• INSTRUCTION 1
List every author named on the credit analyst study.
• INSTRUCTION 2
In the credit analyst study, under what condition were analysts less able to identify the firms' operating structures?

• GIVEN PASSAGE
Does Enhanced Disaggregation and Cohesive Classification of Financial Information Help Credit Analysts Identify Firms’ Operating Structures?
Robert J. Bloomfield
Cornell University - Samuel Curtis Johnson Graduate School of Management
Frank D. Hodge
University of Washington - Michael G. Foster School of Business
Patrick E. Hopkins
Kristina M. Rennekamp
University of Illinois at Urbana-Champaign - Department of Accountancy
July 26, 2010
Johnson School Research Paper Series No. 14-2011
We report the results of an experiment designed to examine whether enhanced disaggregation and cohesive classification of information across financial statements helps professional credit analysts identify firms’ operating structures. Our results show that analysts are better able to identify the operating structures of our experimental firms when enhanced disaggregation and cohesive classification are both present on the face of the financial statements, or when the equivalent information is all presented in the footnotes. Analysts are less able to identify the operating structures when the disaggregated and classified information is spread across the financial statements and footnotes. Our results support theories emphasizing the importance of presenting related information in close proximity, and provide an important counterexample to the more common result that users respond more to information on the face of financial statements than to information disclosed in footnotes.

• MATERIAL PROVIDED

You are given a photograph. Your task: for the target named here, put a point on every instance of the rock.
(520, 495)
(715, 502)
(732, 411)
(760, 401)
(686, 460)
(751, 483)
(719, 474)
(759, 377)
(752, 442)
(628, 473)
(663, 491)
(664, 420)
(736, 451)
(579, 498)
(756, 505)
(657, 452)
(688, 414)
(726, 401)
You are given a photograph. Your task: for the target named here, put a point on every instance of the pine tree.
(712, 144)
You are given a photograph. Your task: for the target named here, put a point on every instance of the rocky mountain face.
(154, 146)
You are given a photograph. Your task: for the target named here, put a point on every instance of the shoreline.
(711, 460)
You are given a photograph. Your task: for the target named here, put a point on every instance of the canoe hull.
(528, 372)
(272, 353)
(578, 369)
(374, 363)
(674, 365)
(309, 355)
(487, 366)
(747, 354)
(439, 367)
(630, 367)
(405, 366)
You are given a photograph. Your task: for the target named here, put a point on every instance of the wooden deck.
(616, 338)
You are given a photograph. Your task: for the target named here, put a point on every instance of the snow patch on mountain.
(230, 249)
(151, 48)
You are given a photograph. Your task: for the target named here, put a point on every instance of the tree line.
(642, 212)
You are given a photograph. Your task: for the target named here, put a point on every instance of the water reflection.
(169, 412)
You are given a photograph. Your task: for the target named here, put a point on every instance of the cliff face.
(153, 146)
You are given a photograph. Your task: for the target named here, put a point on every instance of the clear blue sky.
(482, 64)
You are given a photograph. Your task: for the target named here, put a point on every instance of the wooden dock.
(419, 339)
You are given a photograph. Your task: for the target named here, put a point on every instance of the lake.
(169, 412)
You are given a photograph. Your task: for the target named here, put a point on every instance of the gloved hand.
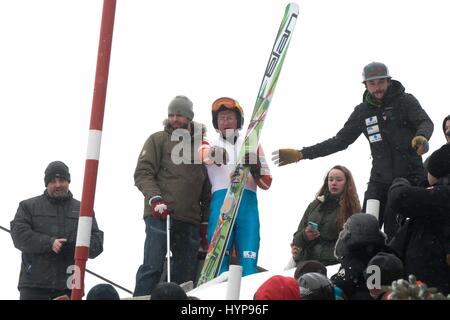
(251, 159)
(286, 156)
(420, 144)
(159, 207)
(204, 236)
(219, 155)
(399, 182)
(236, 177)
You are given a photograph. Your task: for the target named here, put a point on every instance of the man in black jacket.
(45, 230)
(425, 248)
(397, 128)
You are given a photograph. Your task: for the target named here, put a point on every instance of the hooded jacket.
(426, 251)
(169, 166)
(323, 211)
(36, 225)
(389, 128)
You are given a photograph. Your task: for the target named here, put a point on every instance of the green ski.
(228, 211)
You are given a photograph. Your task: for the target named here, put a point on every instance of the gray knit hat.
(56, 169)
(181, 105)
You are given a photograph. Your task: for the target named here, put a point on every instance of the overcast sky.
(203, 49)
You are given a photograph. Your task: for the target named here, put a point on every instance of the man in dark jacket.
(45, 230)
(425, 247)
(172, 179)
(446, 128)
(397, 128)
(359, 241)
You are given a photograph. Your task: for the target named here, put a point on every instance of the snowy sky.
(205, 50)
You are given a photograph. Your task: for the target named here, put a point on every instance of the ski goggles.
(228, 103)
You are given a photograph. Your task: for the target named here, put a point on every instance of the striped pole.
(93, 149)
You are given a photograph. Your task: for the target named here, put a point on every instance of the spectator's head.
(439, 164)
(278, 288)
(377, 80)
(316, 286)
(309, 266)
(339, 183)
(168, 291)
(446, 128)
(360, 230)
(387, 267)
(57, 179)
(103, 291)
(180, 112)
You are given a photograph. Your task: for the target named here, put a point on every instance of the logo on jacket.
(249, 254)
(371, 121)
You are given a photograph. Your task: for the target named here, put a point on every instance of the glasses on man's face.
(226, 119)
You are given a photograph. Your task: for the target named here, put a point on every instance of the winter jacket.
(37, 223)
(350, 277)
(323, 211)
(184, 185)
(389, 128)
(426, 249)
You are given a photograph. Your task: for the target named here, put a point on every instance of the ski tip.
(293, 7)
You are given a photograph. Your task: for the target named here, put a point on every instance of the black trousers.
(41, 294)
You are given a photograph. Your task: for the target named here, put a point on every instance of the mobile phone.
(313, 225)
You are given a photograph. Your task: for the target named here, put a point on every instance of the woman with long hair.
(318, 231)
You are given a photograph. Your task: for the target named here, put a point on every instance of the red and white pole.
(93, 149)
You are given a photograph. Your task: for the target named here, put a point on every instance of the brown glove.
(286, 156)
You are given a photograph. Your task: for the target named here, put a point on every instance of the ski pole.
(168, 246)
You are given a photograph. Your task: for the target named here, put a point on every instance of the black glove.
(399, 182)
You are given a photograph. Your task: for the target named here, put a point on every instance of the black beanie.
(391, 268)
(439, 162)
(443, 123)
(56, 169)
(103, 291)
(168, 291)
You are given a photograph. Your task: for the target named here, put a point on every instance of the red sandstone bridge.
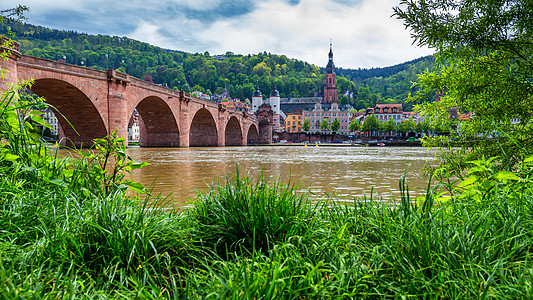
(97, 102)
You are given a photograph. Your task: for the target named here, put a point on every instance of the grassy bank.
(68, 230)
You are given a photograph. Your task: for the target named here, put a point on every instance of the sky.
(363, 32)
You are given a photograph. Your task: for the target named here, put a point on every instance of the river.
(347, 172)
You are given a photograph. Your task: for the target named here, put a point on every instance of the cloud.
(363, 32)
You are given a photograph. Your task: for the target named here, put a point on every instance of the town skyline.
(363, 32)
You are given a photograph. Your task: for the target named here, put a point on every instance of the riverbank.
(69, 229)
(260, 239)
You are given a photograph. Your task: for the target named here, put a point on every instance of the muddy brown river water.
(345, 171)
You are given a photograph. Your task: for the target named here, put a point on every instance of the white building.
(329, 111)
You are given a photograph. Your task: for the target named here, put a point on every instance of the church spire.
(330, 68)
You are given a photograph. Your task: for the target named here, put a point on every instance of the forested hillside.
(211, 73)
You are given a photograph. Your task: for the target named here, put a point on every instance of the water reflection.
(345, 171)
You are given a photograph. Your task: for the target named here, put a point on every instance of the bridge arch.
(203, 129)
(158, 127)
(75, 108)
(252, 136)
(233, 132)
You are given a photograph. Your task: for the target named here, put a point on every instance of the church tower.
(330, 86)
(257, 100)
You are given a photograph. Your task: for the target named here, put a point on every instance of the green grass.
(69, 230)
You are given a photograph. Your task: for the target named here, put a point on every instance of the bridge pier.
(9, 65)
(118, 117)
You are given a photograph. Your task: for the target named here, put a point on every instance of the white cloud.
(199, 5)
(364, 35)
(363, 32)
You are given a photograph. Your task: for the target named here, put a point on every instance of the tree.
(335, 125)
(324, 125)
(484, 65)
(354, 125)
(306, 126)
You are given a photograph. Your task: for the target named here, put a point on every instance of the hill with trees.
(212, 73)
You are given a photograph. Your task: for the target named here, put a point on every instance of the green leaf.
(39, 120)
(506, 175)
(470, 180)
(10, 157)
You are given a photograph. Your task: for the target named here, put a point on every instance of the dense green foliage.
(69, 230)
(484, 67)
(211, 73)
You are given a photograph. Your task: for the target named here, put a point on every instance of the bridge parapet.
(59, 67)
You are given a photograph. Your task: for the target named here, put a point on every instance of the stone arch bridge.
(97, 102)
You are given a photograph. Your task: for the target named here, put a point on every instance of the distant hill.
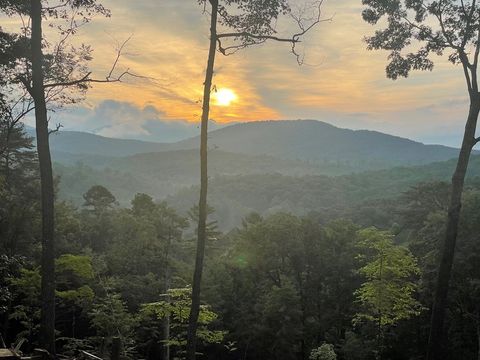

• CORRECT OUTPUT 1
Robert J. Bloomfield, Frank D. Hodge, Patrick E. Hopkins, Kristina M. Rennekamp

• CORRECT OUTPUT 2
When the disaggregated and classified information was spread across the financial statements and footnotes.